SHORT TASK —
Rewrite every line of the material below, changing "When you get a chance" to "If you have a moment" wherever it occurs and leaving everything else as it is. Omit the pictures from your answer.

(Lines of data)
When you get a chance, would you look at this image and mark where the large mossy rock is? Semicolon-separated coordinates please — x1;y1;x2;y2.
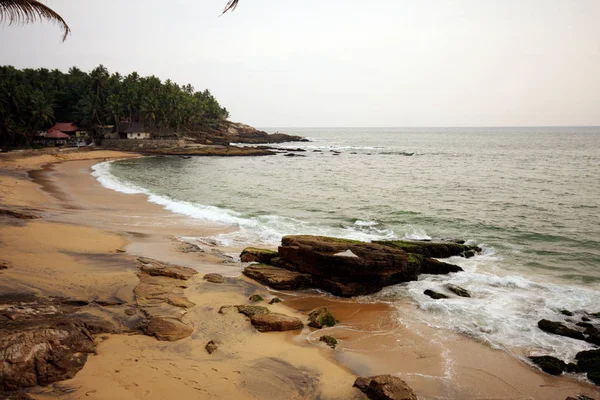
354;375;418;400
538;319;585;340
374;240;481;258
242;235;471;297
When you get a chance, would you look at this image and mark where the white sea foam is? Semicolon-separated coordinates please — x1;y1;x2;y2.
376;251;600;362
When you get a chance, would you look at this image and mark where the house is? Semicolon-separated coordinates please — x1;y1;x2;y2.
48;122;87;137
117;122;150;139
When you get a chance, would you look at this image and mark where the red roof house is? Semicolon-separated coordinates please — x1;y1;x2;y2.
46;122;79;137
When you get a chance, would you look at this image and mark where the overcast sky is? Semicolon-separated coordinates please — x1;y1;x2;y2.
0;0;600;127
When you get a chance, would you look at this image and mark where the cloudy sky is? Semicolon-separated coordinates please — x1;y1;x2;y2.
0;0;600;127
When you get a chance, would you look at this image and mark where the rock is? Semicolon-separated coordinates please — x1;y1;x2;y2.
354;375;418;400
446;283;471;297
319;335;337;349
423;289;448;300
0;208;42;219
138;257;198;281
270;235;462;297
236;306;271;318
0;319;96;390
244;264;312;290
575;349;600;372
529;356;567;375
179;242;204;253
538;319;585;340
204;340;219;354
240;247;279;264
585;328;600;346
250;313;304;332
308;307;336;329
248;294;263;303
202;274;225;283
144;316;194;342
374;240;481;258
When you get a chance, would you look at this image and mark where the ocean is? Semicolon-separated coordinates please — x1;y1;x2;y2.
93;127;600;361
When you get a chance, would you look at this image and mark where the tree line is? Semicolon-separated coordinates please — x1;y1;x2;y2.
0;65;229;147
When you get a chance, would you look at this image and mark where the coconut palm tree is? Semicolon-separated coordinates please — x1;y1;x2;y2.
0;0;71;41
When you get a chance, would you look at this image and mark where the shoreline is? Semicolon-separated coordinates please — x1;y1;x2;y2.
0;150;600;399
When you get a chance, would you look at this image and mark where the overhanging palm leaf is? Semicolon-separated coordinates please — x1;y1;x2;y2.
0;0;69;41
223;0;239;14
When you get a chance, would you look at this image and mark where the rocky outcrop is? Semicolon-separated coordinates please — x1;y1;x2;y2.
202;274;225;283
244;236;471;297
354;375;418;400
423;289;448;300
319;335;337;349
538;319;585;340
134;258;197;341
250;313;304;332
308;307;336;329
240;247;279;264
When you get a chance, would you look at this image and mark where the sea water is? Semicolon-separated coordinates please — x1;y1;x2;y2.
94;127;600;361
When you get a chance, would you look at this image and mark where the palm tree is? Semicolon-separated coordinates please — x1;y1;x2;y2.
0;0;71;41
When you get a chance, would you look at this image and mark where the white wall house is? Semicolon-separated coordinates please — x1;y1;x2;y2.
127;132;150;139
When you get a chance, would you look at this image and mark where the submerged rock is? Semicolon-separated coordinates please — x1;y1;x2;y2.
240;247;279;264
202;274;225;283
538;319;585;340
446;283;471;297
529;356;567;375
423;289;448;300
308;307;336;329
244;264;312;290
319;335;337;349
248;294;263;303
204;340;219;354
354;375;418;400
250;313;304;332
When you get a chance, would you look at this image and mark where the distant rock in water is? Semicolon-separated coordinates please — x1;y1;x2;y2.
242;235;478;297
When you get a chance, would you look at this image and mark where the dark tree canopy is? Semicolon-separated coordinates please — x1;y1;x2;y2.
0;65;229;146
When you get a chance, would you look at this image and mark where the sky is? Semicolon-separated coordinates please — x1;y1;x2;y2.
0;0;600;127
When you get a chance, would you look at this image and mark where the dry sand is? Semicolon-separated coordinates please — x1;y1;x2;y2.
0;151;600;400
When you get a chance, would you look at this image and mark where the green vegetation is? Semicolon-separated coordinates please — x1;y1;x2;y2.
0;65;229;148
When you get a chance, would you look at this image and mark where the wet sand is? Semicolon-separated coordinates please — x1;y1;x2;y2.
0;150;600;400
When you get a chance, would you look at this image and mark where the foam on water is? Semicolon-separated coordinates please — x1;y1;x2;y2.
375;248;600;361
92;161;395;246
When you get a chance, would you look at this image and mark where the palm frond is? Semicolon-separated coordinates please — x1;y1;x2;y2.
223;0;239;14
0;0;71;41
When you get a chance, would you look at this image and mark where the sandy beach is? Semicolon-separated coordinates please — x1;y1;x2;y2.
0;151;600;400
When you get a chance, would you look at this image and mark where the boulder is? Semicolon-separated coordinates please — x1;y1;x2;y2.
0;319;96;390
244;264;312;290
144;316;194;342
446;283;471;297
240;247;279;264
250;313;304;332
319;335;337;349
423;289;448;300
538;319;585;340
529;356;567;375
138;257;198;281
202;274;225;283
308;307;336;329
374;240;481;258
204;340;219;354
248;294;263;303
354;375;418;400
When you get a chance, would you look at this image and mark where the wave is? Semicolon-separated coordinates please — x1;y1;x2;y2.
375;253;600;362
92;161;396;246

EXERCISE RESPONSE —
If you have a moment, would you look at this image and mark where the large mossy rock is? Semicolon-separated coordinates please — x1;y1;x2;y2.
354;375;418;400
538;319;585;340
374;240;481;258
242;235;471;297
If you have a moment, would you look at this image and mark where the white sea foam is? Semicolon-separated coordinates please — x1;y1;x2;y2.
376;251;600;362
If you have a moment, would you look at this image and mark where the house is? Semicolon-separated coordinates please — x1;y1;x2;y2.
48;122;87;137
117;122;150;139
If you have a moment, would you look at this image and mark where the red roof house is? Semicolon-separated coordinates please — x1;y1;x2;y2.
46;122;79;137
If you have a moment, would you look at this image and mark where the overcast sky is? Semicolon-separated coordinates please — x1;y1;x2;y2.
0;0;600;127
If you have a moment, would you look at this image and mark where the cloudy sky is? Semicolon-separated coordinates please — x1;y1;x2;y2.
0;0;600;127
If you have a moment, would you look at this image and mark where the rock is? Semicolon-separated coordinates please — x1;y1;x2;y2.
354;375;418;400
446;283;471;297
319;335;337;349
423;289;448;300
0;208;42;219
138;257;198;281
270;235;462;297
236;306;271;318
0;319;96;390
244;264;312;290
575;349;600;372
529;356;567;375
179;242;204;253
538;319;585;340
204;340;219;354
240;247;279;264
585;328;600;346
250;313;304;332
308;307;336;329
248;294;263;303
202;274;225;283
144;316;194;342
374;240;481;258
If you have a moment, would you look at this image and mark where the ocean is? Semicolon-separated coordinates please — x1;y1;x2;y2.
93;127;600;361
If you have a moment, would you look at this image and mark where the tree line is? Semicolon-separated coordinates please — x1;y1;x2;y2.
0;65;229;147
If you have a moment, would you look at this image and mark where the coconut palm tree is? Semicolon-separated coordinates please — x1;y1;x2;y2.
0;0;71;41
If you have a moment, would you look at this image and mark where the shoreline is? Semicolon-separated coordinates please — x1;y1;x2;y2.
0;150;600;399
If you have a moment, would you look at this image and mark where the overhanging palm leaf is? Semicolon-separated coordinates please — x1;y1;x2;y2.
0;0;69;41
223;0;239;14
If you have a moment, would you look at this image and mark where the rocky outcrop is? Semicolon-separated coordinates please — x1;y1;x2;y2.
202;274;225;283
244;236;471;297
354;375;418;400
423;289;448;300
319;335;337;349
538;319;585;340
134;258;197;341
250;313;304;332
308;307;336;329
240;247;279;264
If you have a moment, would you look at this image and mark where the sea water is? Semicolon-separated coordinates please — x1;y1;x2;y2.
94;127;600;361
If you have a moment, would you look at this image and mark where the palm tree is? Semicolon-separated coordinates please — x1;y1;x2;y2.
0;0;71;41
If you have a moment, would you look at this image and mark where the white wall house is? Semicolon-separated coordinates please — x1;y1;x2;y2.
127;132;150;139
If you have a moment, would you look at this image and mark where the submerged rock is? Semicolon-separated coordinates please — x1;y1;x2;y2.
240;247;279;264
202;274;225;283
538;319;585;340
446;283;471;297
529;356;567;375
423;289;448;300
308;307;336;329
244;264;312;290
319;335;337;349
248;294;263;303
204;340;219;354
354;375;418;400
250;313;304;332
If you have a moment, would you look at this image and mark where the distant rock in water is? Semicolon-separated coordinates please — x1;y1;x2;y2.
242;235;478;297
If you have a moment, would you look at this image and mark where the dark tree canopy is? Semicolon-separated coordinates please — x1;y1;x2;y2.
0;65;229;146
If you have a moment, would you look at this image and mark where the sky is? Semicolon-separated coordinates please — x1;y1;x2;y2.
0;0;600;127
If you have a moment, would you look at this image and mark where the dry sand is? Semicolon-separated coordinates please — x1;y1;x2;y2.
0;151;600;400
If you have a moment, would you look at this image and mark where the green vegetation is? Semicolon-separated coordinates please — x1;y1;x2;y2.
0;65;229;148
If you have a moment, would you look at this image and mark where the wet sand is? Semicolon-separated coordinates please — x1;y1;x2;y2.
0;150;600;400
If you have a moment, would you look at this image and mark where the foam on water is? Semicolon-separated coordinates please — x1;y1;x2;y2.
375;248;600;361
92;161;395;246
If you have a moment, would you look at this image and mark where the palm frond is? Semicolon-separated coordinates please — x1;y1;x2;y2.
223;0;239;14
0;0;71;41
If you have a moment, would you look at this image and mark where the sandy beach is? Semicolon-separated coordinates please — x1;y1;x2;y2.
0;151;600;400
If you have a moment, would you look at this image and mark where the boulder is? Semicolon-separated coordinates please — x1;y1;x2;y2.
0;319;96;390
244;264;312;290
144;316;194;342
446;283;471;297
240;247;279;264
250;313;304;332
319;335;337;349
423;289;448;300
538;319;585;340
529;356;567;375
138;257;198;281
202;274;225;283
308;307;336;329
374;240;481;258
204;340;219;354
248;294;263;303
354;375;418;400
If you have a moment, would you look at this image and mark where the wave is? Semicolon-separated coordinates please — x1;y1;x2;y2.
375;253;600;362
92;161;396;246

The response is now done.